* Excerpted text
- - -

In fact, I think it was actually Murray’s acquaintance with the confession and his systematic concern that motivated his revision. I think Murray recognized that the Westminster Confession is self-contradictory on this point and he sought to iron it out.

If you recall Murray’s quote above about the works principle, he mentions Lev 18:5, Gal 3:12, Rom 10:5 as the texts frequently appealed to to articulate the works principle of the Covenant of Works. The WCF cites Gal 3:12 and Rom 10:5 as proof of the covenant of works (in the catechism as well). However, it does not quote Lev 18:5. Why not? Well, because Leviticus 18:5 states the terms of the Mosaic Covenant, which the Westminster Confession says is the Covenant of Grace. Therefore Leviticus 18:5 cannot be a statement of the terms of the Covenant of Works.

In a very helpful WTJ essay titled In Defense of Moses, D. Patrick Ramsey explains why Leviticus 18:5 was not included in the Standards as a proof-text for the Covenant of Works.

Objection 4: In expounding the covenant of works made with Adam the Westminster Confession of Faith uses Rom 10:5 and Gal 3:12 as proof texts. Both of these texts quote Lev 18:5, which refers to the Mosaic Covenant. Therefore, the Divines understood the Mosaic Covenant to be a covenant of works.

- - -

* Supplied information
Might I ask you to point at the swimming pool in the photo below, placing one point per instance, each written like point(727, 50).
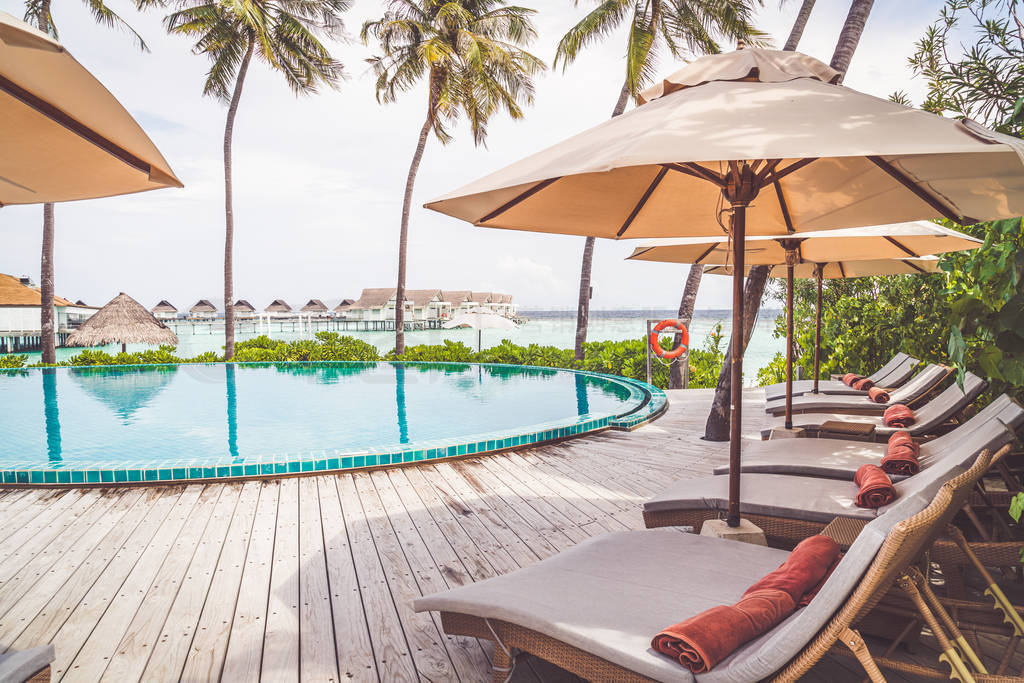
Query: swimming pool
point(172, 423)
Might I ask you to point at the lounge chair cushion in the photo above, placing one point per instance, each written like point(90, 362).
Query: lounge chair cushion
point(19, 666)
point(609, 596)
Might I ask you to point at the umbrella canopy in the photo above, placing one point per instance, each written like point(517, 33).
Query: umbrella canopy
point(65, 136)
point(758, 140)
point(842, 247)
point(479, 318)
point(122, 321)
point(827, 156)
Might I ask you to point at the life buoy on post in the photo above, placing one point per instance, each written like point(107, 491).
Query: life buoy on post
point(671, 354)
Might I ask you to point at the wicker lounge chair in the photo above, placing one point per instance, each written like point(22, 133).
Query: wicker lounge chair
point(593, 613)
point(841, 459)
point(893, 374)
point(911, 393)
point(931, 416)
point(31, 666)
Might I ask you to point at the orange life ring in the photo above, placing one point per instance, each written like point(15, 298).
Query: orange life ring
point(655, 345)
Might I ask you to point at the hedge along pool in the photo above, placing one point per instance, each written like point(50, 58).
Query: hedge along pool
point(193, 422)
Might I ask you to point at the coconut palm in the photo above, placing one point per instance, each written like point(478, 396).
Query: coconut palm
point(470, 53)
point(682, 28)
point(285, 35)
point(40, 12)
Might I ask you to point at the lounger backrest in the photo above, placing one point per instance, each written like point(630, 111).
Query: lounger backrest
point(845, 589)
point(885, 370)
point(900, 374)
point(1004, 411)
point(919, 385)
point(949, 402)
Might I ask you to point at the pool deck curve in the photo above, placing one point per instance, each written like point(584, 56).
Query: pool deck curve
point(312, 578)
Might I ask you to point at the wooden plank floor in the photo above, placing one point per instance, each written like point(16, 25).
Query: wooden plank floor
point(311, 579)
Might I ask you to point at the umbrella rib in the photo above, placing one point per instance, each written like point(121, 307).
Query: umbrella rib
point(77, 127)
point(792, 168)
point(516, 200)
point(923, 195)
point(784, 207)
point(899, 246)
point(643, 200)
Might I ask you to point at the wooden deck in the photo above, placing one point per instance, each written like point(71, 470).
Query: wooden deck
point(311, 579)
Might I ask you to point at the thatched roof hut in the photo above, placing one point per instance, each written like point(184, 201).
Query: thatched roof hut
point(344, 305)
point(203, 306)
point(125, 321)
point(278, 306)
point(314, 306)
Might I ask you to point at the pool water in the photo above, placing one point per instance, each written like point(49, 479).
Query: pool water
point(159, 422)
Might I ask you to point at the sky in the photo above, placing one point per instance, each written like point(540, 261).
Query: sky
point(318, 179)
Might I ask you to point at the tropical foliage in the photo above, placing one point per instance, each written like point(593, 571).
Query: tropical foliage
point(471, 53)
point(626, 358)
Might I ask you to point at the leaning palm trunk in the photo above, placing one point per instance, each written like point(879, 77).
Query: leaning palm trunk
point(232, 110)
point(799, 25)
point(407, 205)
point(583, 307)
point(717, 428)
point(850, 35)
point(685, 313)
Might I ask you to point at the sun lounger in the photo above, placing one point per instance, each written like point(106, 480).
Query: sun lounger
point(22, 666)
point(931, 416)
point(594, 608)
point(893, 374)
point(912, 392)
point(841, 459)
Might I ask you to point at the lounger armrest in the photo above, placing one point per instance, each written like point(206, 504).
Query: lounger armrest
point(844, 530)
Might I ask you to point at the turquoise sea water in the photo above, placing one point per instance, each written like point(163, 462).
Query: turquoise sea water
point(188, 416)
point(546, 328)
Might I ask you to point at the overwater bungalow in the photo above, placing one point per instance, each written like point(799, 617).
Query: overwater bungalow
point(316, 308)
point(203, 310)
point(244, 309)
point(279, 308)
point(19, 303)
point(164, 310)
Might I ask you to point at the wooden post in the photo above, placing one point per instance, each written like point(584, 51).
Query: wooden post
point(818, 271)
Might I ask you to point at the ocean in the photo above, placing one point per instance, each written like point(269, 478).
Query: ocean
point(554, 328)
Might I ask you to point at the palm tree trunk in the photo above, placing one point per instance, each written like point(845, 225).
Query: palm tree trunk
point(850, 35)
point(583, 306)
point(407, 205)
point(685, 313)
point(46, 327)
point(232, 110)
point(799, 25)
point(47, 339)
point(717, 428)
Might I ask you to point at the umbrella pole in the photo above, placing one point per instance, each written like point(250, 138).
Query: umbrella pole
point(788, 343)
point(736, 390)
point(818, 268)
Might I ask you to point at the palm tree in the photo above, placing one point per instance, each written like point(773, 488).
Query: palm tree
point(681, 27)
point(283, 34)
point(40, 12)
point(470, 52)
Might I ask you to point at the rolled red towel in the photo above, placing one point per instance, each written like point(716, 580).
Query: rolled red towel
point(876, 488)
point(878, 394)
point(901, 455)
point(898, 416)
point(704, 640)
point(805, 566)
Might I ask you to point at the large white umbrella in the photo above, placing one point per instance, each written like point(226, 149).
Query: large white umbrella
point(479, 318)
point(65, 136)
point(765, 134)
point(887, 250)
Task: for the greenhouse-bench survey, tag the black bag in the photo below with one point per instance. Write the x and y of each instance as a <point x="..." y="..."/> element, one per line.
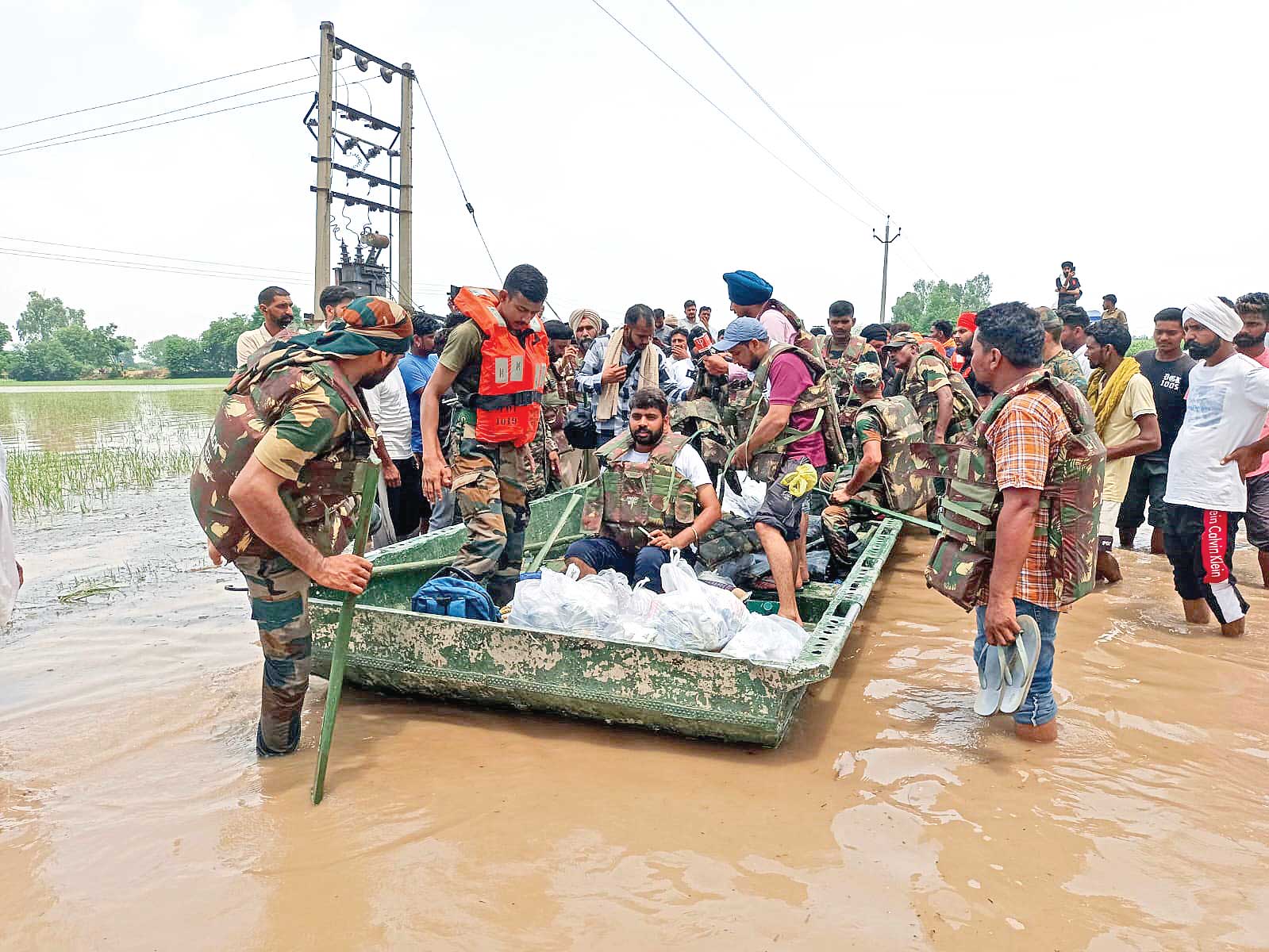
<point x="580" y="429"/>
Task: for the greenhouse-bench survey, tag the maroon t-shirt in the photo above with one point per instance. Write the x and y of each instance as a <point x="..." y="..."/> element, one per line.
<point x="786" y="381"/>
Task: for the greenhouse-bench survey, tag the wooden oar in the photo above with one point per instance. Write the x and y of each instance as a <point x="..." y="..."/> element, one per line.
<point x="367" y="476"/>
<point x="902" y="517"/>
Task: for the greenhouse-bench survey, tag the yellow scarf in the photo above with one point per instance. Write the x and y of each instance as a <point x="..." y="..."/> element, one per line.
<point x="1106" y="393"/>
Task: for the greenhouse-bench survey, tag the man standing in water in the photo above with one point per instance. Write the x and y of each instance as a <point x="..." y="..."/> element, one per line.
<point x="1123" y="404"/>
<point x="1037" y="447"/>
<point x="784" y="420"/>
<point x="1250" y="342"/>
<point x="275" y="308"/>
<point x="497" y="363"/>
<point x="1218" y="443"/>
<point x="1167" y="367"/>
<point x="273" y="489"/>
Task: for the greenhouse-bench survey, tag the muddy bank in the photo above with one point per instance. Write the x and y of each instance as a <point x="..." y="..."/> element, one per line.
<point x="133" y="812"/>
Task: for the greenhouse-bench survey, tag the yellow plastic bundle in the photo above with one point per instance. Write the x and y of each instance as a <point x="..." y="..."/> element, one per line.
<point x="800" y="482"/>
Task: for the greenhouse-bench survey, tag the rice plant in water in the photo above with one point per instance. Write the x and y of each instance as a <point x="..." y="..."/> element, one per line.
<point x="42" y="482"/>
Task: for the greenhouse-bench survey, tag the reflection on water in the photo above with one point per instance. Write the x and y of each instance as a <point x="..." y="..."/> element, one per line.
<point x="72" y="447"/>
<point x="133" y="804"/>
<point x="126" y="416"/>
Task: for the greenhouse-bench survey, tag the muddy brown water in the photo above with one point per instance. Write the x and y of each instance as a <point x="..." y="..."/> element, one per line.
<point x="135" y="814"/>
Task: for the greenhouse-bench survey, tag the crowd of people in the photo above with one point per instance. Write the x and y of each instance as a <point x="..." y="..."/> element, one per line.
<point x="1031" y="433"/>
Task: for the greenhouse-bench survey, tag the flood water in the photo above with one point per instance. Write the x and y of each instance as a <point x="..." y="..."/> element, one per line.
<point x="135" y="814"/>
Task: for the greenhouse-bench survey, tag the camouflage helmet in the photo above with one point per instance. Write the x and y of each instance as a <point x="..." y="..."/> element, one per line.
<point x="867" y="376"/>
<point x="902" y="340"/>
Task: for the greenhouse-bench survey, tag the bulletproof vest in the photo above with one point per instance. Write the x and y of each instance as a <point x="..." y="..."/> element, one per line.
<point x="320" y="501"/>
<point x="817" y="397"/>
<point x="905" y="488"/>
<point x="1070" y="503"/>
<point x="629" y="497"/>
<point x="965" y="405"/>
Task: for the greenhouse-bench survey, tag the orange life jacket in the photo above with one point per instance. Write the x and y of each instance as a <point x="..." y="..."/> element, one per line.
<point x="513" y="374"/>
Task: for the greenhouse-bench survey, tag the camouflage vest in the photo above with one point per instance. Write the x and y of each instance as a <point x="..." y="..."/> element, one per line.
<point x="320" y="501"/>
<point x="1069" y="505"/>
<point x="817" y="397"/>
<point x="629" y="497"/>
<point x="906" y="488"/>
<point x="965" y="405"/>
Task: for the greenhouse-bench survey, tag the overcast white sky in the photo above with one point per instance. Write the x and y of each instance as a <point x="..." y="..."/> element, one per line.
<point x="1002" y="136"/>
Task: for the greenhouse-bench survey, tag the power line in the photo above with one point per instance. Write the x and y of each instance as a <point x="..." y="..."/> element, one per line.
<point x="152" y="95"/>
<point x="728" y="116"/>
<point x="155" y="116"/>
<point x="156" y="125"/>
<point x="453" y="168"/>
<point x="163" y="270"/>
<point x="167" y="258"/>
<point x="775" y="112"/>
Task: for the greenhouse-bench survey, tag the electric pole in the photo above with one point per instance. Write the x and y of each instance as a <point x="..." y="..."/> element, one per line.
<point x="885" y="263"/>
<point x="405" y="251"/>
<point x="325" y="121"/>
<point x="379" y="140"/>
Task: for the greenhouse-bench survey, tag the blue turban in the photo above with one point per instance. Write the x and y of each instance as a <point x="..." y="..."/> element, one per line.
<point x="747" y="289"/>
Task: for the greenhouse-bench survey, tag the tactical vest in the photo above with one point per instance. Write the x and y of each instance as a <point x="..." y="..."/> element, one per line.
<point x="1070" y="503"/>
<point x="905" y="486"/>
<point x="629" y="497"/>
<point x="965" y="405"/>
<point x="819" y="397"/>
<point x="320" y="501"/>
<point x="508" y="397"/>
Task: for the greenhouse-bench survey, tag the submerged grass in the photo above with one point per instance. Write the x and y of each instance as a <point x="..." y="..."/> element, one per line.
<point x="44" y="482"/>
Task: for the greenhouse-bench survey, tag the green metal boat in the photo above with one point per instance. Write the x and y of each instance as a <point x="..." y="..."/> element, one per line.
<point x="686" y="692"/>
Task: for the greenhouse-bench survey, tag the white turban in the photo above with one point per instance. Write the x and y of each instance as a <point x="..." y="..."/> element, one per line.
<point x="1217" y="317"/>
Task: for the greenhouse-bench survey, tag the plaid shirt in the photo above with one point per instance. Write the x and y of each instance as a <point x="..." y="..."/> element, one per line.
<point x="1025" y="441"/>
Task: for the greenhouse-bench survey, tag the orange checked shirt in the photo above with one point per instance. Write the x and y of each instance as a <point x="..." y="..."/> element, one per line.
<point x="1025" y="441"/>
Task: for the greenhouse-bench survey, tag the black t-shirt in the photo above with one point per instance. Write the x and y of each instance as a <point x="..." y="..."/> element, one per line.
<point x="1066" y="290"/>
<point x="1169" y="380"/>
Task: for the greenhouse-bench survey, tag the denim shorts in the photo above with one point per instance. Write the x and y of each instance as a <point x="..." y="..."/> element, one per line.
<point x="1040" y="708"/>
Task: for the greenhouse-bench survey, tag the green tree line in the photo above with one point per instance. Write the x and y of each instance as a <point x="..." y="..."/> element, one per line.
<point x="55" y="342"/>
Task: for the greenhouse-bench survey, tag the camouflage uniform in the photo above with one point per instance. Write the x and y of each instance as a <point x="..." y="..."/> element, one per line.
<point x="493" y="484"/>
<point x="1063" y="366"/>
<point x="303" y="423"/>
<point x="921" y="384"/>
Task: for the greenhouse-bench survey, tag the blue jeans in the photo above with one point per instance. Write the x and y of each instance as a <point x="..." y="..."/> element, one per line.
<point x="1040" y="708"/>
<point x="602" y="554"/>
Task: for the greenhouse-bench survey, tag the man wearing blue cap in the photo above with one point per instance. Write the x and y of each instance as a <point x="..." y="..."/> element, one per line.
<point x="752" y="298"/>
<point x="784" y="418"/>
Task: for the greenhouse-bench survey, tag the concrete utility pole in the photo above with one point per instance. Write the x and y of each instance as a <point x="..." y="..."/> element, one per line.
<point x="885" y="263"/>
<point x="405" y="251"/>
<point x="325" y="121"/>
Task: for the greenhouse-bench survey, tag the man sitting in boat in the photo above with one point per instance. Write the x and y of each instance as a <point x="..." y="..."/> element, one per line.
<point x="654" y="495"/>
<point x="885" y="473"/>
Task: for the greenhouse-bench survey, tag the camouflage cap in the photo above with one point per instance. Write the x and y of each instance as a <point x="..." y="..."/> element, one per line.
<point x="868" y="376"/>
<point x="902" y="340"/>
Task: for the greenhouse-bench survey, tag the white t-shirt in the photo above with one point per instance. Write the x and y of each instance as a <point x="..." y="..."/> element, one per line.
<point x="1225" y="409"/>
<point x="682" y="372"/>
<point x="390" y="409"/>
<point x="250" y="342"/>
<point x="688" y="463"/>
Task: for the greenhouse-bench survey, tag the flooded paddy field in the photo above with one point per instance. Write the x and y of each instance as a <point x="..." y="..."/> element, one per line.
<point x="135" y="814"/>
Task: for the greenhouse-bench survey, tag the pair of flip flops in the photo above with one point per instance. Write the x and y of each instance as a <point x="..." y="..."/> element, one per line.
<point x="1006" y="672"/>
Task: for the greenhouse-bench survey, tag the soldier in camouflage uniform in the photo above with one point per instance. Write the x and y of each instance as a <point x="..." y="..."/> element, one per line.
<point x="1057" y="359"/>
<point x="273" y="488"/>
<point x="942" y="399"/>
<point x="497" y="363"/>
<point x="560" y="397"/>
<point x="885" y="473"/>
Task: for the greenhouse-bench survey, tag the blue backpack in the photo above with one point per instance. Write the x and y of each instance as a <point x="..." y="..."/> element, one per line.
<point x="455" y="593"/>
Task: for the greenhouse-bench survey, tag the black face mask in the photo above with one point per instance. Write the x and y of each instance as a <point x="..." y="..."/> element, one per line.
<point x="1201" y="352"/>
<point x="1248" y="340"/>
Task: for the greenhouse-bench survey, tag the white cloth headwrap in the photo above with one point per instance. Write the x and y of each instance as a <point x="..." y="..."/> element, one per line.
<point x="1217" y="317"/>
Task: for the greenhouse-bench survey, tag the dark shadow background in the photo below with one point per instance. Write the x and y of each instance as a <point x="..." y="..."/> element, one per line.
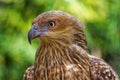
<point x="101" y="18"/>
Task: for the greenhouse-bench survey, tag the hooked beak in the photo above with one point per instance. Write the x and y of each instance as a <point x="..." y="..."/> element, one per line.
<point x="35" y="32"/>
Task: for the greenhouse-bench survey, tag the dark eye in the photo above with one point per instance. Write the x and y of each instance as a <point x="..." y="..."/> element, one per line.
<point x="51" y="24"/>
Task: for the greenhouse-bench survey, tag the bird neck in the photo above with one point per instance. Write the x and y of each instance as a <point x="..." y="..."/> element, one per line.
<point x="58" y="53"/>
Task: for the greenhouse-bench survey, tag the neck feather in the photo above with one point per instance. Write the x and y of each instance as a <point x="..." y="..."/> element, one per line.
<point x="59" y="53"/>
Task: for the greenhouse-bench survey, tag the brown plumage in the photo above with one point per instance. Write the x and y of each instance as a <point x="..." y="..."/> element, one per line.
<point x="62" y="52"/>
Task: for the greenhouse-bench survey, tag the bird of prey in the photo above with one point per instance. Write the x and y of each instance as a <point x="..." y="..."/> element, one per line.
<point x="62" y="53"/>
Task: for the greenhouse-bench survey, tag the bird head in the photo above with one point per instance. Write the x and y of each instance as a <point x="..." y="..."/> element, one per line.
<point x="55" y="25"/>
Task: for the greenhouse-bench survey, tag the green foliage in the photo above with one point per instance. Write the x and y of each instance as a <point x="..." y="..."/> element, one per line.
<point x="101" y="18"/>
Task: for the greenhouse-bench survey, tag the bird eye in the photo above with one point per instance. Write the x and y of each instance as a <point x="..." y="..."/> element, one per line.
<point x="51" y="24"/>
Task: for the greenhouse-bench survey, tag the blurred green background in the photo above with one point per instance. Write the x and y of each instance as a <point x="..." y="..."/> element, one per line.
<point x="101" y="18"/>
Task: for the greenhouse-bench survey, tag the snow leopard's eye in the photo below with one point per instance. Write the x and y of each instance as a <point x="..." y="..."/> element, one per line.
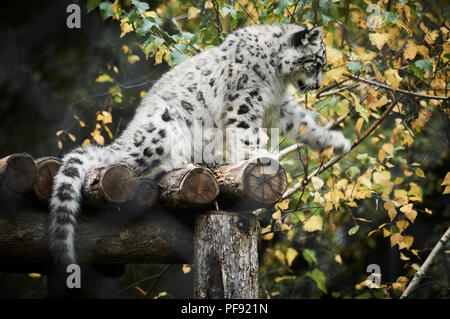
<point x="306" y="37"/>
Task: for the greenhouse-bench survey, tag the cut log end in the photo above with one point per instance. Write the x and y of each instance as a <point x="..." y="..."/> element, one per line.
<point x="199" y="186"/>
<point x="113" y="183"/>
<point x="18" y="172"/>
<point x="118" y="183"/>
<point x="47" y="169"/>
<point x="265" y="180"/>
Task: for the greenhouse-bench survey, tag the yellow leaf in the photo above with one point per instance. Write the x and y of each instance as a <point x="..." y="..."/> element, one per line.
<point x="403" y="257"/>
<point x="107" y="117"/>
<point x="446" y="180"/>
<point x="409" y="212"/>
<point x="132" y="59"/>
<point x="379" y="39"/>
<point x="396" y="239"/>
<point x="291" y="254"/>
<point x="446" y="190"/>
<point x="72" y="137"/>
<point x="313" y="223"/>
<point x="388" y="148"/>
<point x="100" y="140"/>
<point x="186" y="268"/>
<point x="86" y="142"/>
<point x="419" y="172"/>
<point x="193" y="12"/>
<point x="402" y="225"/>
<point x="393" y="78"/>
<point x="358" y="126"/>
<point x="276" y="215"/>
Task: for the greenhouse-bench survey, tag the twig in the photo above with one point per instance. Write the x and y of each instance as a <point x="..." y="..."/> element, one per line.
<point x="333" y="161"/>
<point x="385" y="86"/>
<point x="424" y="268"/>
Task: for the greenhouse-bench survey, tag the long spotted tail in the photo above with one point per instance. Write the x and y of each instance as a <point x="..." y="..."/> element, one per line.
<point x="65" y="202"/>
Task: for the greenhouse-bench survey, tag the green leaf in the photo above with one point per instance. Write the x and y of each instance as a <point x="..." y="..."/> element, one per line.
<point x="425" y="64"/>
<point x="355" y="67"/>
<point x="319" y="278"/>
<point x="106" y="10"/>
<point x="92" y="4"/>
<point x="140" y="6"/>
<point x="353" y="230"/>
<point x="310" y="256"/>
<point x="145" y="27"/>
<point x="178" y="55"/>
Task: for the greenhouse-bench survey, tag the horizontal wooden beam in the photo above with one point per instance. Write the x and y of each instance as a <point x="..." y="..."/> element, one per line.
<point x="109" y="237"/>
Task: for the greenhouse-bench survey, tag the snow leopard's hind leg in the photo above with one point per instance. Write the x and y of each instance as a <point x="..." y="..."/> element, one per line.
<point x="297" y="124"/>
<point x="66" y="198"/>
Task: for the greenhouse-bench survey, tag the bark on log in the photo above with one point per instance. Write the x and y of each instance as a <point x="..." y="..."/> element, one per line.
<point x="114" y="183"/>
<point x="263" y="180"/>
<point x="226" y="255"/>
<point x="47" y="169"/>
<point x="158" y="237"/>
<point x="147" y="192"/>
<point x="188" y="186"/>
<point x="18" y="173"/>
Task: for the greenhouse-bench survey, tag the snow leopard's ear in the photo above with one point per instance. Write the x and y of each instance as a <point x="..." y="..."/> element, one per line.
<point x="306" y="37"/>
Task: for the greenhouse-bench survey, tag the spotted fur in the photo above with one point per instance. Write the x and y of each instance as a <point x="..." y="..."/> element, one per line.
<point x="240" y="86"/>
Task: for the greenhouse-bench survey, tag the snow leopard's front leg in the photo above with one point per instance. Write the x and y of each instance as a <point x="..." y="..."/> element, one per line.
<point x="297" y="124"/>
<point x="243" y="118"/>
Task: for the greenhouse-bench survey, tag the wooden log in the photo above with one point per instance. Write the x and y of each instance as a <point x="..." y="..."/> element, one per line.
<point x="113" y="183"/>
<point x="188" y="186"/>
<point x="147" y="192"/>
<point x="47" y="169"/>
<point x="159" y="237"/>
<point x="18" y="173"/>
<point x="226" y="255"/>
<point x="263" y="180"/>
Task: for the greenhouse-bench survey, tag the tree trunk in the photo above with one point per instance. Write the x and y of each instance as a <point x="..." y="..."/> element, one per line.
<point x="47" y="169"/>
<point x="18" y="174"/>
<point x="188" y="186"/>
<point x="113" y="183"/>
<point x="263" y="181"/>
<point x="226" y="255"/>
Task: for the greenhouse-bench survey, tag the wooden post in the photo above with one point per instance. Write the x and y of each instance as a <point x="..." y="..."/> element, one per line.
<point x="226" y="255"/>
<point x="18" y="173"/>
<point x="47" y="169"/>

- - -

* Problems and tasks
(1) Shift the records by rewriting the stretch from the start of the records through the line containing "point(312, 578)", requests included, with 88 added to each coordinate in the answer points but not to the sample points in the requests. Leave the pictures out of your answer.
(2) Carry on the passage on the Westminster Confession and Leviticus 18:5 from the point where it stops.

* Outputs by task
(1)
Might I ask you to point at the swimming pool in the photo below, placing one point per instance, each written like point(727, 50).
Query: swimming pool
point(260, 511)
Might I ask you to point at the lounge chair cushion in the photo above, placing one point per instance, each written like point(90, 362).
Query: lounge chair cushion
point(107, 754)
point(697, 684)
Might I ask you to point at the umbrella canopy in the photo above, placing one point per instance, each written like point(517, 33).
Query: umbrella canopy
point(153, 224)
point(846, 228)
point(930, 335)
point(567, 406)
point(210, 409)
point(915, 244)
Might I ask you to point at the life buoy on post in the photo above, placing one point per instance, each written like point(107, 491).
Query: life buoy on post
point(759, 442)
Might I ask you to point at the wicker lounge chair in the photo above, placing one point per instance, each written like point(22, 133).
Query: wicker lounge chair
point(681, 701)
point(929, 547)
point(981, 462)
point(999, 481)
point(1019, 504)
point(119, 754)
Might I ask you to point at the orange life ring in the photo above, placing one point per instance, each written like point(15, 298).
Query: orange life ring
point(743, 433)
Might I ask you to point at the hedge along pool in the photo above, placing one point per instance, each written like point(50, 58).
Query: hedge along pool
point(281, 510)
Might I ask you to point at the coconut palm in the photo above, placing one point per instance, each written like point(478, 396).
Query: coconut palm
point(558, 141)
point(770, 116)
point(373, 123)
point(128, 100)
Might I ask you to point at the lounger backrest in the photo above, placing one point per instance, each written like point(630, 111).
Query: lounger backrest
point(933, 677)
point(973, 458)
point(988, 462)
point(1092, 499)
point(1007, 473)
point(1037, 490)
Might I ask you to point at the pool deck curve in the photo above, placing one point per instance, each written like point(584, 56).
Query: pool deck curve
point(400, 666)

(2)
The texts that the Westminster Standards used to expound the Covenant of Works are Gen 1:26-27; 2:17; Job 28:28; Eccl 7:29; Rom 2:14-15; 5:12-20; 10:5; Gal 3:10; 3:12 (WCF 7.2; 19.1). None of these texts are from the Mosaic Covenant; however, Rom 10:5 and Gal 3:10, 12 quote verses from the Mosaic Covenant.

The reasons for appealing to these New Testament quotations of Moses vary among the writings of the Puritans. [1] Some believed that they taught that the Covenant of Works was renewed at Mount Sinai though with evangelical purposes and intentions… [2] A similar position stated that these passages taught that the Mosaic Law contained a restatement of the principle of works. It was not re-established or renewed, only republished and repeated in order to drive men to Christ…

[3] A third Puritan position understood the proof texts used by the Westminster Confession of Faith to refer to the Law absolutely or separated from the Gospel. When the Mosaic Law is taken out of its context, then and only then does it become contrary to the Gospel by becoming the matter (describes the righteousness required in the Covenant of Works) and/or form (offers life by works) of the Covenant of Works. Hence, passages like Deut 27:26 and Lev 18:5 did not, in their original intent, renew or repeat the Covenant of Works.

The Pharisees and Judaizers of Paul’s day distorted the Law by separating it from the Gospel and used it for their justification before God. Paul’s quotations of Moses in Romans and Galatians are thus referring to the Jews’ perversion of the Law. In so doing the apostle expounds the principle of works, which is applicable to the Covenant of Works made with Adam.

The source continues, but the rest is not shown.